Passage for review:
......

COMMUNICATE, YOU CRAZY BITCH!
While I, personally, advocate and encourage communication all the time, the time of the month when you turn into a crazy person is when it’s required. Plan ahead for your monthly visitor by letting the unfortunate souls that you affect know she’s on the way. No matter how much people like your roommates, family, friends, boyfriend, spouse, etc… love you, they hate wondering what the hell your problem is all of a sudden. It’s like, “What the fuck,you crazy bitch?! Why are you so pissed that I asked how your day is?! And why are you crying?!” From my experience, men especially hate this! Do yourself and all of your unfortunate souls a favor by giving them a heads up. And guess what? Your boyfriend will probably fall even MORE in love with you when you tell him you can’t see him for a few days because you don’t want him to be caught in the crazy bitch crossfire. Plus, he probably won’t even get laid by your crazy bitch anyways, so he might as well spend that time with his homeboys instead of chillin with your crazy ass who won’t put out….. Just sayin….

For The Unfortunate Souls:
Be receptive to this communication from your beast. Feel free to make a note of when the crazy bitch arrives so you have an idea of when she strikes each month…. also feel free to be an incredible genius who plans trips or reasons to be temporarily away during these times.

Period Sex

EXERCISE, YOU CRAZY BITCH!
Exercise is, without a doubt, my crazy bitch cure. Once upon a time my mom told me that she read that the 1st day of your period is the most effective day of the month to work out. While I have absolutely no actual proof or evidence that this is true, I can tell you from personal experience that I believe it full heartedly. In addition to dramatically reducing my crazy bitch symptoms, it also makes me feel better than ever after my monthly visitor is gone. I’m left with that feeling of, “Well, if I can have THAT GREAT of a workout while my crazy bitch is here, I can do it anytime!!” I love that! Not only that, but the more consistently I make my crazy bitch exercise, the less out of control she is on a consistent basis! Put that crazy bitch to good use and make her pump some iron!

......

Information shown:

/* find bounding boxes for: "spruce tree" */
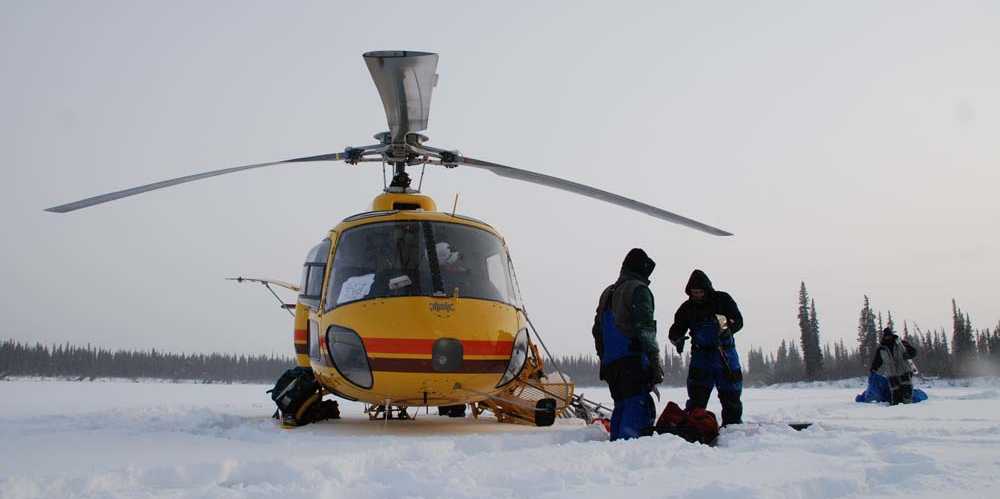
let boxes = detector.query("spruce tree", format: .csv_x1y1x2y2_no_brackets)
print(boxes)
799,282,822,381
858,295,878,366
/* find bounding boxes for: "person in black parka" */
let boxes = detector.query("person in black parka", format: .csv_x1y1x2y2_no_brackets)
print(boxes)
669,269,743,426
871,327,917,405
591,248,663,440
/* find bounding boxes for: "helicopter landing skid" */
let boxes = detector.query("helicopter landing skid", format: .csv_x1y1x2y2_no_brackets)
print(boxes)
365,401,417,421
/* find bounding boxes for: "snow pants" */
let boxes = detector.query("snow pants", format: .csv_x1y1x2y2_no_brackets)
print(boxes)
889,373,913,405
611,392,656,441
686,347,743,426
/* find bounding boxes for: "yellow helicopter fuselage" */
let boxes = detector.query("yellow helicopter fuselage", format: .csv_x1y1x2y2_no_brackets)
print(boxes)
294,193,527,407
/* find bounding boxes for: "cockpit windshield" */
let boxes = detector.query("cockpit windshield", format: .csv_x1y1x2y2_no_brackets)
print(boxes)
326,221,514,310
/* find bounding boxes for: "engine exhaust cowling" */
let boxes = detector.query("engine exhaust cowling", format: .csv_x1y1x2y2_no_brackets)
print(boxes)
364,50,438,144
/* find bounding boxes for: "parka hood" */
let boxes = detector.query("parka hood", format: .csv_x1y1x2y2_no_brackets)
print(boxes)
684,269,715,296
622,248,656,281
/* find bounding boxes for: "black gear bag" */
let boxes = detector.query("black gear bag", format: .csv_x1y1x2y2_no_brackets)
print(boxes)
267,367,340,426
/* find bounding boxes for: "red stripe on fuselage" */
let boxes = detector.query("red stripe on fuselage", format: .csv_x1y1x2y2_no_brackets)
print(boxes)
295,329,309,342
364,338,514,355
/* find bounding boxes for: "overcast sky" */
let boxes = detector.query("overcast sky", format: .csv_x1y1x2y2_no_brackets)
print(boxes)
0,1,1000,355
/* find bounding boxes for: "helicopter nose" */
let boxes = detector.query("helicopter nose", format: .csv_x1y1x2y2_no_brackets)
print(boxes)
431,338,464,373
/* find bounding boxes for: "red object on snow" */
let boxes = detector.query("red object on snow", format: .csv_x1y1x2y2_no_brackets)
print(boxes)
655,402,719,445
591,418,611,433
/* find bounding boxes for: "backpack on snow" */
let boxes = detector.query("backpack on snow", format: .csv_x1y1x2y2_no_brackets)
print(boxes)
653,402,719,445
267,367,340,426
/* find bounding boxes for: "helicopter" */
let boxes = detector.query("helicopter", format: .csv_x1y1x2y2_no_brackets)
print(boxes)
46,51,732,426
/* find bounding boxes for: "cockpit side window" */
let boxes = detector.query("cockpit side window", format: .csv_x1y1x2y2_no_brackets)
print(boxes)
299,239,330,309
325,221,516,310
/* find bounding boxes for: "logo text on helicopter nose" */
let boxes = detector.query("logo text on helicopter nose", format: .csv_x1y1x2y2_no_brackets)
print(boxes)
431,303,455,313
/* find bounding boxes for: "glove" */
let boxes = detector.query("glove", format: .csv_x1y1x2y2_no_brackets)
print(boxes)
719,328,733,343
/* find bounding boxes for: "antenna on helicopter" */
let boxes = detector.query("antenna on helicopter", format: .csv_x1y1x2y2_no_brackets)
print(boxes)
45,50,732,236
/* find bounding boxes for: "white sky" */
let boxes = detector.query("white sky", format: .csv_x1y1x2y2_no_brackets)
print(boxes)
0,1,1000,360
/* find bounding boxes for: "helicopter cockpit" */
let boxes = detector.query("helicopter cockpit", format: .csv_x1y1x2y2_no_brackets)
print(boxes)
325,220,515,310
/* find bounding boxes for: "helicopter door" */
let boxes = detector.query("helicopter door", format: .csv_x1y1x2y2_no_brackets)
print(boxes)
299,239,330,310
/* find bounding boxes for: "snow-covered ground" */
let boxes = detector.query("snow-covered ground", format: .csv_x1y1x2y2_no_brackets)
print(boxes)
0,380,1000,499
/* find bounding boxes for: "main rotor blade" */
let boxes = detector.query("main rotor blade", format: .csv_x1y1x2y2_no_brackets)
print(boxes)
45,152,344,213
458,156,733,236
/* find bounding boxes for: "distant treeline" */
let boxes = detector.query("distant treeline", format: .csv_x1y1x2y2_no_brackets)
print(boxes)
0,283,1000,386
0,340,295,383
546,290,1000,386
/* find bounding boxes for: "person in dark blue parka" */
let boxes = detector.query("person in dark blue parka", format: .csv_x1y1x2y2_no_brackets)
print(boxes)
591,248,663,440
669,269,743,426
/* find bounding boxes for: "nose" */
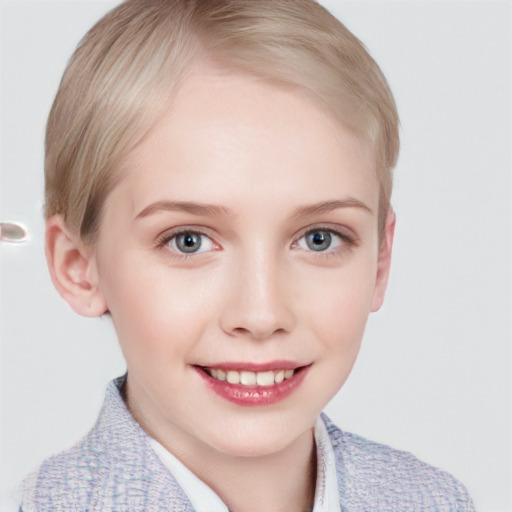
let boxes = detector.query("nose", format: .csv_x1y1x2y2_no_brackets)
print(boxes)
221,248,296,340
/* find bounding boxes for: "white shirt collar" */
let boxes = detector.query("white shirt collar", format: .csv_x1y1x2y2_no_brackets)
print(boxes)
149,418,340,512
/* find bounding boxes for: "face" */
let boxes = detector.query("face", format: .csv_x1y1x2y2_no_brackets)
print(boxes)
94,67,392,456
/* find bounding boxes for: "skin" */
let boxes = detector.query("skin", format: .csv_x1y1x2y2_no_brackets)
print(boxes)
47,69,394,512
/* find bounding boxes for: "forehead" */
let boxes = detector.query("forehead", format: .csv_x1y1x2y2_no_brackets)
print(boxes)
113,69,378,216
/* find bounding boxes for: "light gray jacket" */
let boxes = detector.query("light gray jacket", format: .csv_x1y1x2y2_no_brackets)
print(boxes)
20,377,474,512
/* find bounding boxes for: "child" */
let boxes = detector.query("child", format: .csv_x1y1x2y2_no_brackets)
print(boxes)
13,0,473,512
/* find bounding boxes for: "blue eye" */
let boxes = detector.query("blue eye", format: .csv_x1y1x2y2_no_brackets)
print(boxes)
165,231,213,254
297,229,342,252
306,231,332,251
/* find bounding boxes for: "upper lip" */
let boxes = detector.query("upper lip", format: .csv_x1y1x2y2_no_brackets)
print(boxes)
197,360,308,372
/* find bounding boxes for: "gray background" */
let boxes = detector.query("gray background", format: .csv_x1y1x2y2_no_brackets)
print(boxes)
0,0,512,512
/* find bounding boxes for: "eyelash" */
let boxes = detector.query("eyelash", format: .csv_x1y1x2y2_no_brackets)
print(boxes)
155,225,359,259
292,225,359,258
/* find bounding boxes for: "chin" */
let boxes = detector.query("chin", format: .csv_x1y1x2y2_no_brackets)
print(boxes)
202,418,315,457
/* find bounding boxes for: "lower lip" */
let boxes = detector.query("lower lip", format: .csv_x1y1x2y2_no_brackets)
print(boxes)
196,366,310,407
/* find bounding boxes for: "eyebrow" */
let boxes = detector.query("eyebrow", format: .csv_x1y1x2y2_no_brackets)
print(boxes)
135,201,232,219
292,198,373,218
135,198,373,220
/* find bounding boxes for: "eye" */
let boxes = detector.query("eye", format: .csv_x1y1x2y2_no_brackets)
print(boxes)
296,229,342,252
158,231,214,254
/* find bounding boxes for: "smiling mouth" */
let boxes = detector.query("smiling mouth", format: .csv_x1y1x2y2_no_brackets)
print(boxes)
202,367,301,386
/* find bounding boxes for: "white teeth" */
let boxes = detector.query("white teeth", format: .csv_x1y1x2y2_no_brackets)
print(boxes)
226,370,240,384
207,368,295,386
240,372,256,386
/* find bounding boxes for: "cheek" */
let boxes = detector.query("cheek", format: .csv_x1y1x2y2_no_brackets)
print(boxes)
100,255,214,367
300,254,376,334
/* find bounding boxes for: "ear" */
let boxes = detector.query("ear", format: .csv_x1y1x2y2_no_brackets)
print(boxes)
372,208,396,311
45,215,108,317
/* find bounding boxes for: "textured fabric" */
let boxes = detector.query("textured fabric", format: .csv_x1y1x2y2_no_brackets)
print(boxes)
17,378,474,512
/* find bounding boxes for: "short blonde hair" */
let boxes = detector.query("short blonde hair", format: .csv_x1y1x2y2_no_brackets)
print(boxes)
45,0,399,243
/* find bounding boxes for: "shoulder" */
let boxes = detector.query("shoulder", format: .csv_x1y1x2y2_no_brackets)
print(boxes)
20,376,191,512
322,415,474,512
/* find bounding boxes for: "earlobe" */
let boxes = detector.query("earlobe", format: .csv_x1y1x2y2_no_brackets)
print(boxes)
372,207,396,312
45,215,107,317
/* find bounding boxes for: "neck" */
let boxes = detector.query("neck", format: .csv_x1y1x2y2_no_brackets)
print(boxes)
127,380,316,512
182,429,316,512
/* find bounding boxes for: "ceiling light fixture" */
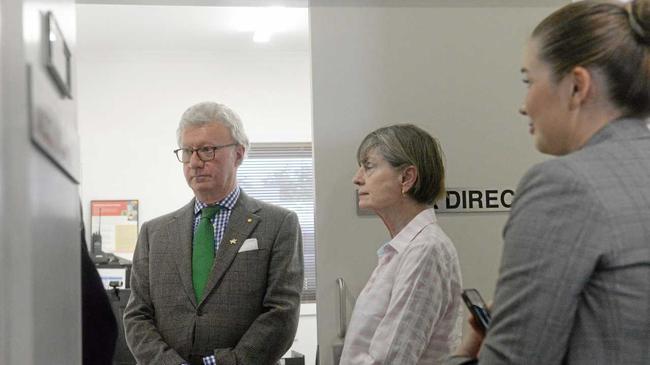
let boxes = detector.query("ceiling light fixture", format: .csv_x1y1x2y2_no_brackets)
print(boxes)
233,6,304,43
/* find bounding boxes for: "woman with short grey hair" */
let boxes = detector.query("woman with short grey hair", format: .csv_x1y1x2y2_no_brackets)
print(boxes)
341,124,462,365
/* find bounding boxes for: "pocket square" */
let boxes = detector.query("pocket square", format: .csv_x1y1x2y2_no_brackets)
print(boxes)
237,238,258,252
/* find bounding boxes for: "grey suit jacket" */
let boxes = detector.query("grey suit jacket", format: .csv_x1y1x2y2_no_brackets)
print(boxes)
124,191,303,365
447,119,650,365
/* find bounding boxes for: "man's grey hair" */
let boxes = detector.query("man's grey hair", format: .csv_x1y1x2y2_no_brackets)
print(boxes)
176,101,249,151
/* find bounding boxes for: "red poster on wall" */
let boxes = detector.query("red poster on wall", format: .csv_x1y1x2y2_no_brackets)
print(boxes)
90,200,138,253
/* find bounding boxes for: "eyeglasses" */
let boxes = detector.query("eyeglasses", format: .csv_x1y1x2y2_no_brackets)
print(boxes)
174,143,237,163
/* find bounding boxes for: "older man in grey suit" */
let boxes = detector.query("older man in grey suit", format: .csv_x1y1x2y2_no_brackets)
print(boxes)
124,102,303,365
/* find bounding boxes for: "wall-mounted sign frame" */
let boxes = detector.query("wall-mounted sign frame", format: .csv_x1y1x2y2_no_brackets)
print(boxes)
355,188,515,216
42,11,72,99
90,199,139,254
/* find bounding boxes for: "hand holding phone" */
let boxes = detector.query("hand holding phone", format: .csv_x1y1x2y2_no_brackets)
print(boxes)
462,289,491,333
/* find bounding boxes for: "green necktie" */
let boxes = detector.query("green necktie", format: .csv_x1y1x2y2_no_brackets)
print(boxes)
192,205,219,302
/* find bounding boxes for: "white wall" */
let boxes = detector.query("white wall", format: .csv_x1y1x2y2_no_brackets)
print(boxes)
310,0,558,365
0,0,81,365
77,37,316,364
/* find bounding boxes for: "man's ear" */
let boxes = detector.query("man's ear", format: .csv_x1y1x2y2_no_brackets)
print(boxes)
568,66,594,110
235,144,246,167
402,165,418,192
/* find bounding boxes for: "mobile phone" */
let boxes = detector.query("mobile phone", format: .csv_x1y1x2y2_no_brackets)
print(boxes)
463,289,491,333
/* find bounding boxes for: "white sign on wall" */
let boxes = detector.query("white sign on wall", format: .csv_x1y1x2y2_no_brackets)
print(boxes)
434,188,515,213
355,188,515,215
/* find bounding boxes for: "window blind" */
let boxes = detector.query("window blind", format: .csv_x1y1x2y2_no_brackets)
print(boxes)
237,143,316,302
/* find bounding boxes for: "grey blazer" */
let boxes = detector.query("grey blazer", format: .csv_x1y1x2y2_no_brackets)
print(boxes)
124,191,303,365
447,119,650,365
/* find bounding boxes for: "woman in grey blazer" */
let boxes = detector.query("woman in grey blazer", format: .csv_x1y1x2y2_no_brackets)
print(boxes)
448,0,650,365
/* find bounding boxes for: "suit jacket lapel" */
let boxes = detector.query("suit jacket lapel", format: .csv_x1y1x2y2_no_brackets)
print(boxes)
167,199,197,307
199,191,260,299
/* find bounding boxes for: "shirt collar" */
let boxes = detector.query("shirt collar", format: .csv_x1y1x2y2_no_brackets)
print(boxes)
194,185,241,215
377,208,436,257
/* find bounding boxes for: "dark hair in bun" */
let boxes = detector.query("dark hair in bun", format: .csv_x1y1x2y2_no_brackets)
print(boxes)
532,0,650,118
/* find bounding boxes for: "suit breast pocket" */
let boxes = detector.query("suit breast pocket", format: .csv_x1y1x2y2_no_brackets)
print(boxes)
222,249,269,294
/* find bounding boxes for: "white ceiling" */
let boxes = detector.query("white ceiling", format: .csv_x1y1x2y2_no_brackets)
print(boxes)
77,4,309,54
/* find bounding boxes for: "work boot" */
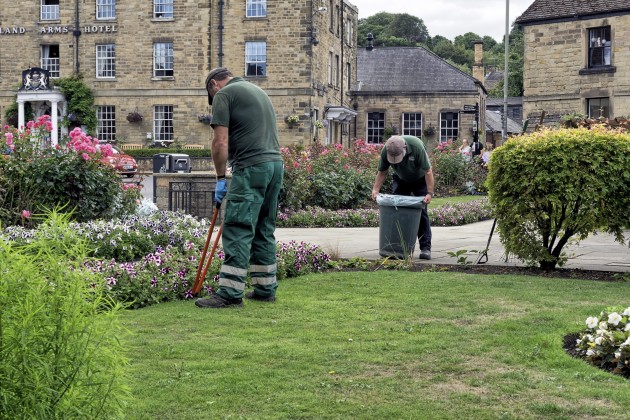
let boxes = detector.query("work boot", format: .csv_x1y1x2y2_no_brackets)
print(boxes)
195,294,243,308
245,290,276,302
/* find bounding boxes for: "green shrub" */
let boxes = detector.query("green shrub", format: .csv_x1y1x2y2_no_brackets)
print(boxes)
487,127,630,269
0,214,127,419
280,140,380,210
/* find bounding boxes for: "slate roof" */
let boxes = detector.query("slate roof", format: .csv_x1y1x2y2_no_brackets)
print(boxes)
355,47,479,95
486,111,523,134
516,0,630,25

......

Explore the material:
1. From the post on period advice, list every kind of person it names as someone who loves the reader but hates guessing what the problem is.
2. Turn the paragraph of the period post that begins "Exercise is, without a doubt" into a short bulleted list that keeps its main facts.
3. Sum up the period post in two sentences.

Answers to this exercise:
1. roommates, family, friends, boyfriend, spouse

2.
- Exercise is the writer's cure for the monthly "crazy bitch" mood.
- The writer's mom once read that the first day of a period is the most effective day of the month to work out. The writer has no proof of this but believes it from experience.
- Working out greatly reduces the writer's symptoms.
- It also leaves the writer feeling better than ever once the period is over.
- A great workout during the period gives the feeling that a great workout is possible anytime.
- The more consistently the writer exercises during that time, the less out of control the mood is overall.

3. The post tells readers to give roommates, family, friends, and partners a heads-up before their period arrives, and it tells those people to accept the warning and even plan to be away. It also recommends exercise, especially on the first day of the period, as the writer's cure that reduces symptoms and leaves a better feeling afterward.